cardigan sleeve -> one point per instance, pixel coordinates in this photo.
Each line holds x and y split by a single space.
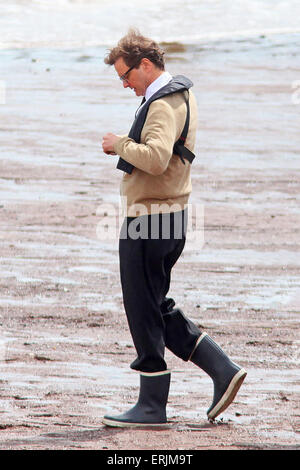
153 154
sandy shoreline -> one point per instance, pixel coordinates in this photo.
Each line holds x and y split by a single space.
65 348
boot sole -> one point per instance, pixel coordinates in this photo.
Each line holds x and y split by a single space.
123 424
229 395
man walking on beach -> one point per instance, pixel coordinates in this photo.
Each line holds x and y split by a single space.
156 158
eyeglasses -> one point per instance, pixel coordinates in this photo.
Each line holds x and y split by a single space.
123 77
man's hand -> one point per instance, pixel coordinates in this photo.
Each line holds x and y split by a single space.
108 142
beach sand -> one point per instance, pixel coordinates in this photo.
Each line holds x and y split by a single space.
65 347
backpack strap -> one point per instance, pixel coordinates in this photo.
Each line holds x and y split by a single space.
179 147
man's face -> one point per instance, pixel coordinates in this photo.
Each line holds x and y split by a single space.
136 79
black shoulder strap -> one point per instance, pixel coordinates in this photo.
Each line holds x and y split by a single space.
179 147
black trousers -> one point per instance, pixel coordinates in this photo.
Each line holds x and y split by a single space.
149 247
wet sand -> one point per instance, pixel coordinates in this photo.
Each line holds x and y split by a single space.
65 348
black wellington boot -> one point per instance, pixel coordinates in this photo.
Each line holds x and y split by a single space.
226 375
150 409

--

WHAT IS ASKED: Copy the material above word for word, beginning at the line that contains "wet sand ->" and stopping after its final line.

THE REPLY:
wet sand -> one point per instance, pixel coordinates in this photo.
Each line holds x and y split by a single space.
65 348
black wellington boot -> one point per instance, pixel coordinates in this photo.
Each line holds x and y split by a single space.
226 375
150 409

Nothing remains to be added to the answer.